[Your task]
None of the images should appear in your copy. Transcribe the data in full.

[Source records]

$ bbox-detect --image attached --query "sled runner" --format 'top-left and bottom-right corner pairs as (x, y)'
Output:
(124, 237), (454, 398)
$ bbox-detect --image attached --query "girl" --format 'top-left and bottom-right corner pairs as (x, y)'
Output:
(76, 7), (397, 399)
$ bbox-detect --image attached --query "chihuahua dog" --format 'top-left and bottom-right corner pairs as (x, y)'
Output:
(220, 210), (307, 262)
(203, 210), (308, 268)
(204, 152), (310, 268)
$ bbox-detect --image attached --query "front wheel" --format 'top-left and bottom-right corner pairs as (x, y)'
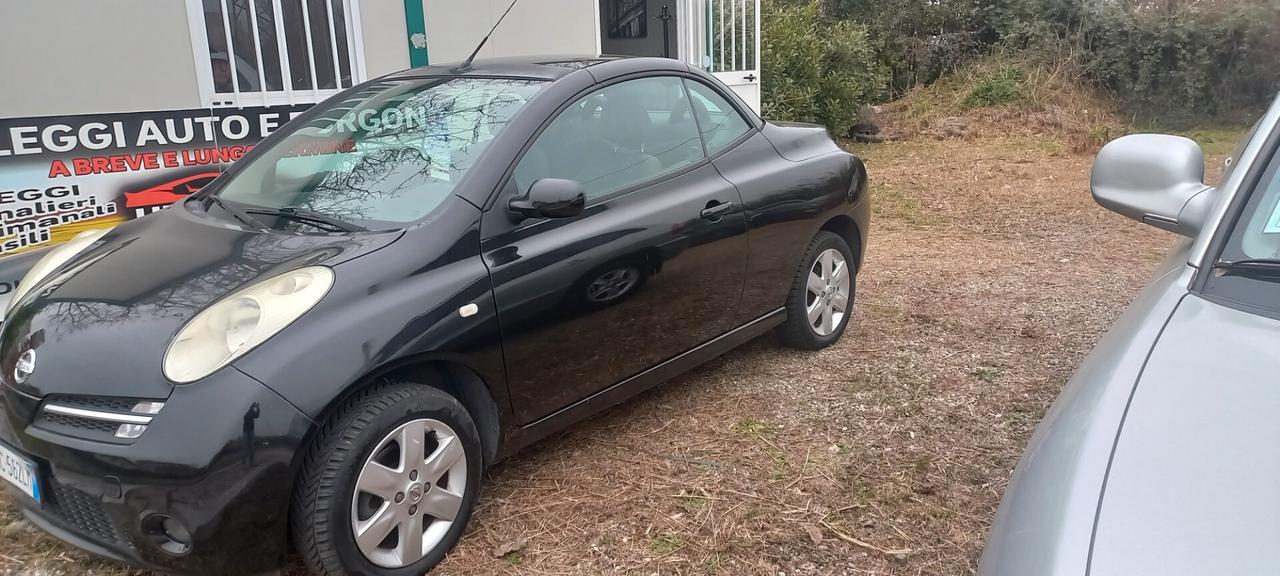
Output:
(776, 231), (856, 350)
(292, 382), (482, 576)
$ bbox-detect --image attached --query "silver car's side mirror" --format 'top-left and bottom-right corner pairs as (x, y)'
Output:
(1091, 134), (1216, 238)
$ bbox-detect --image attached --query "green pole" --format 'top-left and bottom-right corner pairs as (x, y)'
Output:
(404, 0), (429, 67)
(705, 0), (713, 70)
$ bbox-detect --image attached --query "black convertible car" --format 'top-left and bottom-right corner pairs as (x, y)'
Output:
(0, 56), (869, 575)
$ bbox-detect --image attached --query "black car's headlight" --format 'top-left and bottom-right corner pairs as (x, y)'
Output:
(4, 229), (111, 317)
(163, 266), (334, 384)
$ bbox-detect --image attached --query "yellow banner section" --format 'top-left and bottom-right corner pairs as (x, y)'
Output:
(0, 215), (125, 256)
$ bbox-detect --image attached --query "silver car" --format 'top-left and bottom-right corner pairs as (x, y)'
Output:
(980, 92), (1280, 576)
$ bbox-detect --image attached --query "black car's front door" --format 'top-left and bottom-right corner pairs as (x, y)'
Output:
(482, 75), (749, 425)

[Exercise response]
$ bbox-detect --image attached --query "sled runner" --format 'top-left and bottom-right corner pairs as (x, y)'
Output:
(124, 237), (454, 398)
$ bbox-detect --image attached --query "girl" --format 'top-left and bottom-right corner pairs as (x, y)'
Output:
(76, 7), (397, 399)
$ bbox-detect --image attached --query "chihuahua dog" --format 'top-left and bottom-right corner pairs as (x, y)'
Output:
(220, 210), (307, 262)
(203, 210), (308, 268)
(204, 152), (310, 268)
$ bbox-detect --image attached --query "front wheel" --format 'top-left and bottom-right corner pairs as (x, y)'
Output:
(776, 231), (856, 350)
(292, 382), (482, 576)
$ bbox-detect --image attached --query "silver car's side mirror" --format 'top-left and bottom-right corner pairs as (x, y)'
Output:
(1091, 134), (1216, 238)
$ bbox-detect --image attached --query "green pole" --format 'top-left and bottom-right corner pairs as (x, y)'
Output:
(404, 0), (429, 67)
(705, 0), (713, 70)
$ bbox-detect --image attached --query "black convertible car" --format 'top-left and bottom-right corner pairs as (x, y)'
Output:
(0, 56), (869, 575)
$ bbox-detect --image attached --query "black car's headlight" --format 'top-left and bottom-right corner pairs as (x, y)'
Output:
(4, 229), (111, 317)
(163, 266), (334, 384)
$ bbox-detect --image attached --query "yellow banner section" --format 'top-left and bottom-right corner pairs as (x, y)'
Output:
(0, 215), (125, 256)
$ bbox-detect --image attached --query "silver car" --format 'top-left and bottom-right corner pairs as (x, y)'
Output:
(980, 92), (1280, 576)
$ bbox-detect --image attached --query "black car's front door" --format 'top-left and bottom-right corner pairs as (x, y)'
Output:
(482, 75), (749, 425)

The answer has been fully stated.